--- À FAIRE ---
1 - Répondez à ces questions sur la tribune :
(a) À quelle date et à quelle heure a-t-elle été publiée ?
(b) Quel ouvrage Antoine Desjardins a-t-il coécrit ?
(c) À quoi l'auteur affirme-t-il qu'il ne s'assujettira jamais ?
2 - D'après la tribune, pourquoi l'auteur refuse-t-il de s'assujettir à tout « socle » et à toute « compétence » ?
3 - Poursuivez la tribune sur la liberté d'enseignement à partir de sa dernière phrase.

--- EXTRAIT DE PAGE ---
● ● ● ●

Publié le
26/02/2016 à 19:58
FIGAROVOX/TRIBUNE - En
pleins débats sur la réforme du collège, le professeur Antoine Desjardins
revendique une liberté d'enseignement totale.
Antoine
Desjardins est professeur de lettres, coauteur de Sauver les lettres: des
professeurs accusent (Textuel), membre du Comité Orwell. Il soutient l'appel pour le rétablissement des horaires de
français.
Je tiens à ma Liberté.
Raison pourquoi jamais
je ne m'assujettirai à aucun «socle» ni à aucune «compétence».
Arrière, socles,
compétences, et autres boutiquailleries mortifères! Arrière «projets» et
«pilotage»! Arrière machins blêmes et sans âmes! Trucologie écervelante et
inane! Lavage de cerveau totalitaire!
Mon projet - y compris
pédagogique - est d'assassiner toutes les servitudes à venir, d'ôter le fer du
pied des galériens petits et grands. De faire voir les mouettes circonflexes
qui font de grands signes et écrivent des phrases trop longues, montrer aux
enfants les daurades du flot bleu de Rimbaud, les poissons d'or, le rut des
béhémots… ah ah! Les cieux ultramarins aux ardents entonnoirs, les panthères à
peau d'hommes!

● ● ● ●

--- LIGNES RÉPERTORIÉES ---
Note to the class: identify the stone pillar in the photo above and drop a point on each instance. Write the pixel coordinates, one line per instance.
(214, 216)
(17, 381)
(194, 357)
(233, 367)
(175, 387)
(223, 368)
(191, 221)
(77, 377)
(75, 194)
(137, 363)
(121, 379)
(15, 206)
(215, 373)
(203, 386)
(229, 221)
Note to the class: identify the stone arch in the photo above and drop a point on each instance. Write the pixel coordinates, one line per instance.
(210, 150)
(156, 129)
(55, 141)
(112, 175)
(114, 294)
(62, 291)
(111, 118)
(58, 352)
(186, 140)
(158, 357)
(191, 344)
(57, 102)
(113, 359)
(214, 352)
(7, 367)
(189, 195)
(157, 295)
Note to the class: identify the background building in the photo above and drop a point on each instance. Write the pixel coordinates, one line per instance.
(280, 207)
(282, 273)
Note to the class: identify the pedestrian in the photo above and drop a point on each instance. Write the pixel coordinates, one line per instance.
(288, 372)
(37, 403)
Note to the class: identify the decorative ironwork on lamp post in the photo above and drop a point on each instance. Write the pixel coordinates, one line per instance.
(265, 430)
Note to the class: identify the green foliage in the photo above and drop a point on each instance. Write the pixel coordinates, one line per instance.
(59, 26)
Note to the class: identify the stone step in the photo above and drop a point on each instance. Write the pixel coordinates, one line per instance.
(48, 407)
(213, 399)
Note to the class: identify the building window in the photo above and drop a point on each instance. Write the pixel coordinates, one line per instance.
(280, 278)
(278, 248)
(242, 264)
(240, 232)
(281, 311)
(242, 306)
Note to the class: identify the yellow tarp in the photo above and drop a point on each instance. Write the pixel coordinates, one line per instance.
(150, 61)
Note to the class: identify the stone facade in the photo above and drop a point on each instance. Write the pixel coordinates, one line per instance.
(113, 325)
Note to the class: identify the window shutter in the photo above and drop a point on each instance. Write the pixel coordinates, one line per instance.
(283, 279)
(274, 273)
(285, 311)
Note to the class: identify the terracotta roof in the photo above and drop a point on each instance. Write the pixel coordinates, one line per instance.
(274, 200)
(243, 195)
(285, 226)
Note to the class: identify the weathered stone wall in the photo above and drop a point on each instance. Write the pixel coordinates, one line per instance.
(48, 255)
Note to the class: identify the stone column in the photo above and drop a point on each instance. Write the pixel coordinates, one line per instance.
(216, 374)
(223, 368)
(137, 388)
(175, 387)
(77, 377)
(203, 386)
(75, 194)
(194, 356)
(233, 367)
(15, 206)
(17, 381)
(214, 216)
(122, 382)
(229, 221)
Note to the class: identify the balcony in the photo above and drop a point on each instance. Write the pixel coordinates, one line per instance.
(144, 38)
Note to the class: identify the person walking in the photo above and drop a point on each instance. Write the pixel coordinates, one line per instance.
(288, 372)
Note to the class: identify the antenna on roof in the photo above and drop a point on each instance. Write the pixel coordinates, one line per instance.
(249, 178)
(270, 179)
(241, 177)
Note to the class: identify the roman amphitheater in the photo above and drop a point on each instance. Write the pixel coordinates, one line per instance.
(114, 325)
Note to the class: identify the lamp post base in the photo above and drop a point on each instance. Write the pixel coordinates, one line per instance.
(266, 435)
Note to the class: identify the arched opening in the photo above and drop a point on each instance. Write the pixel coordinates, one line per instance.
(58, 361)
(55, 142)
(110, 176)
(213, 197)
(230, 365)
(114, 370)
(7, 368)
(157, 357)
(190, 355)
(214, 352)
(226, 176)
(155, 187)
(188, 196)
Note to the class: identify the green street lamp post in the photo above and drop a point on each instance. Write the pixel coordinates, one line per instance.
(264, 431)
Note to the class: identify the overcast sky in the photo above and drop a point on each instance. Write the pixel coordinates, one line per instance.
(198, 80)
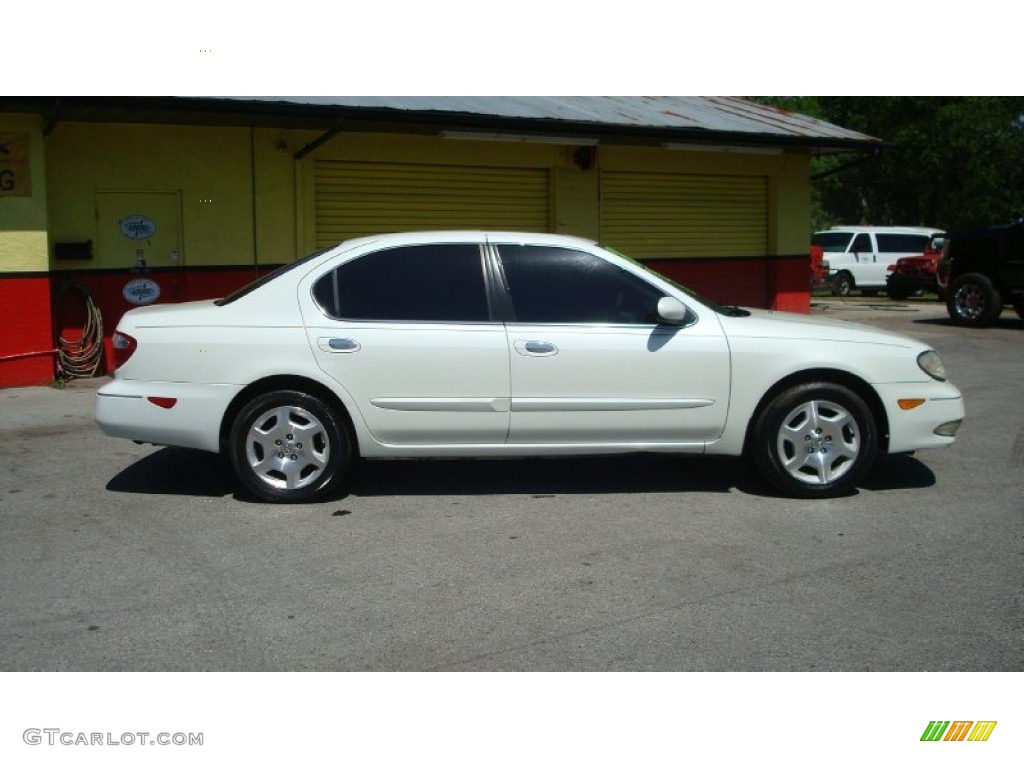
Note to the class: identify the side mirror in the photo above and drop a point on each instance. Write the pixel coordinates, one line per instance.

● ● ● ●

--- RÉPONSES ---
1 -
(a) Le 26/02/2016 à 19:58.
(b) Sauver les lettres: des professeurs accusent (Textuel).
(c) À aucun « socle » ni à aucune « compétence ».

2 - L'auteur tient à sa Liberté. C'est pour cette raison qu'il affirme ne jamais vouloir s'assujettir à aucun « socle » ni à aucune « compétence ».

3 -
Ouvrir le compas des
esprits par le moyen de l'apprentissage de la vraie belle langue, par le rêve
éveillé de la lecture, par la maîtrise des bons instruments de la pensée.
Jamais je ne ferai d'EPI
sur le régime de Madame Bovary, jamais Robinson Crusoé ne sera pour moi le
prétexte à disserter sur l'habitat, le tri des ordures ni même la citoyenneté!
Qu'on arrête d'insulter à l'intelligence et au goût! Qu'on cesse d'être ineptes
et inaptes! Qu'on me fasse taire ces grandes têtes molles de la pédagogie
low-cost la plus sinistre qui improvisent, probablement le couteau hiérarchique
dans les reins, ces séquences interdisciplinaires idiotes, lauréates du
concours Lépine de l'innovation absurde! Ce n'est pas possible d'être aussi
passionnément attachés à liquider l'Imagination, le Beau, le Vrai et même
l'Utile pour promouvoir la médiocrité et le chaos.
Autant couper aux
ciseaux de cuisine les ailes des goélands!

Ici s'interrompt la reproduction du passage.